▶ Your tasks:
1: Using the essay on Scott Nearing, decide whether each statement agrees with it: (a) Nearing lost a university teaching job during World War I for advocating pacifism; (b) Monthly Review's readers rated "World Events" the magazine's most popular feature; (c) Nearing died in his 101st year. Answer yes or no for each, quoting the deciding words.
2: In the essay on Scott Nearing, what was the name of the newsletter of his that Monthly Review acquired?

▶ Passage to read:
•••••
Writers for Conservatives, 3: Scott Nearing on “Living the Good Life.”
Instead of describing a first rate writer who has enhanced culture, I am going to devote this third essay in the series to a man who wrote over 50 books and innumerable articles but was a mediocre writer; a man to whose home thousands of admirers traveled to express their admiration — but he was a thoroughly bad person; a man whose death, in his 101st year, was solemnly recorded on the front page of The New York Times, yet he was an ardent hard-line Communist who worked all his life against his country. It sounds like a strange subject, but I hope it will shed light on matters that are presently very dark in conservative minds.
Scott Nearing (1883-1983) achieved some éclat on the left when he was fired from a university teaching job during World War I for advocating pacifism, but despite his earnest efforts during the rest of his life that was as much recognition as he would ever wring from the comrades. Monthly Review, the ostensibly socialist (but actually Communist fellow traveling) magazine, acquired his newsletter, World Events, and as part of the deal Nearing had a column with the same name in MR. At one point when the editors solicited readers’ views, they learned that “World Events” was the magazine’s most unpopular feature. Why was such a stalwart comrade so disliked? One major factor was his rigid, outspoken Stalinism. He was a Stalinist almost before Stalin was, in 1925, and after his hero died he transferred his allegiance to Chairman Mao, and when the Great Helmsman was gathered to his fathers, Nearing’s last messiah was Enver Hoxha, the Albanian tyrant. He believed and regurgitated every Communist lie and line. This could only be discomfiting to lefties, who prefer the softly-softly approach on the principle that more flies are caught with honey than vinegar. When he was challenged, in a public debate, on the subject of the Soviet slave labor camps, he coolly defended them on the ground that the inmates were thereby saved from the evils of drink, gambling, whoring, and all the other manifold sins lurking in capitalist societies. You can imagine how lefties liked hearing that. Almost as important, he was unbearably self-righteous. In fact, not to put too fine a point on it, he and his second wife Helen were absolutely repellent. If you have any sensitivity to language, it is impossible to read anything by them without sensing the presence of mean, smug, sanctimonious, humorless bastards. I shall insert quotations from interviews with the Nearings or from their book, Living the Good Life, to give the reader the flavor of his precious pair.
•••••
▶ Information given:
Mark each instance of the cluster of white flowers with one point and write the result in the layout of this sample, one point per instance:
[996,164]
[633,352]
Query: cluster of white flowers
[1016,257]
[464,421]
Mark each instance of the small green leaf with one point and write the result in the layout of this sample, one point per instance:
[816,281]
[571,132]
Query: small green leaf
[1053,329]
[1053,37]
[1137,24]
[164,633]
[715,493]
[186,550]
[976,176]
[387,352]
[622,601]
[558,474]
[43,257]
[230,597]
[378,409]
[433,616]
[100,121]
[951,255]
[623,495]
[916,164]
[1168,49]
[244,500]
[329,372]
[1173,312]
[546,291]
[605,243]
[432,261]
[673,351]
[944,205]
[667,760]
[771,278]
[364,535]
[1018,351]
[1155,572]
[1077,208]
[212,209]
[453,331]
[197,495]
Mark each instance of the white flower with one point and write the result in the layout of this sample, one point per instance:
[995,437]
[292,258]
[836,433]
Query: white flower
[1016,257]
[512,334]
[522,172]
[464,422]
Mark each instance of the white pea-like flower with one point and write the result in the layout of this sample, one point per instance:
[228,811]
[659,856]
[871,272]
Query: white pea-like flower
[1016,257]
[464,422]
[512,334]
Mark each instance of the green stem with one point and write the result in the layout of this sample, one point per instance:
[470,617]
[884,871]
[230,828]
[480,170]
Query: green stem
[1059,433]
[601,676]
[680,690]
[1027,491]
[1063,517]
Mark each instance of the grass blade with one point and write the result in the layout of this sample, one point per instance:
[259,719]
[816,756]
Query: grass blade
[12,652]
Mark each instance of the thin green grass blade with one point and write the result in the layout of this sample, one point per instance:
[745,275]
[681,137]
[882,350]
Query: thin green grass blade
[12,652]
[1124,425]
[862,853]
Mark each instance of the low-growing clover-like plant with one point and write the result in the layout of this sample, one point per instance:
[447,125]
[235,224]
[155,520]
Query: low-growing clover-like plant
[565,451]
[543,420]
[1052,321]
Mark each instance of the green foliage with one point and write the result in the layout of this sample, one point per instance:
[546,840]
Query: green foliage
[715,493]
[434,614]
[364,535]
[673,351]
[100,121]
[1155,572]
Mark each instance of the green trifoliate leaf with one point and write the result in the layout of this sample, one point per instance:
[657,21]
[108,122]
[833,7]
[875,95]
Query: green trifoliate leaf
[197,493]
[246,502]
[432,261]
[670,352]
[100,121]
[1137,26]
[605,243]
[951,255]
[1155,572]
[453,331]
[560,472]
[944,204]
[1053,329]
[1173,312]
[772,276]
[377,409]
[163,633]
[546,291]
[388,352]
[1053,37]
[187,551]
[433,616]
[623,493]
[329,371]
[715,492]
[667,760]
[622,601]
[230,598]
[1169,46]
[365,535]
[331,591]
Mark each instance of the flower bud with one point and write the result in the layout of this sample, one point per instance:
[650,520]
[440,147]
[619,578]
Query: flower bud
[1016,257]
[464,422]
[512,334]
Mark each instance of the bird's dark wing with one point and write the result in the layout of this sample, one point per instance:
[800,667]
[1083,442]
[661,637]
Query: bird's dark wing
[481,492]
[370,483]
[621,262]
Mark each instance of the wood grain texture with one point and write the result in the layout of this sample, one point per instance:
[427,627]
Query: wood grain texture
•••••
▶ Solutions for each task:
1:
(a) Yes: "he was fired from a university teaching job during World War I for advocating pacifism"
(b) No: "“World Events” was the magazine’s most unpopular feature"
(c) Yes: "whose death, in his 101st year, was solemnly recorded on the front page of The New York Times"

2: World Events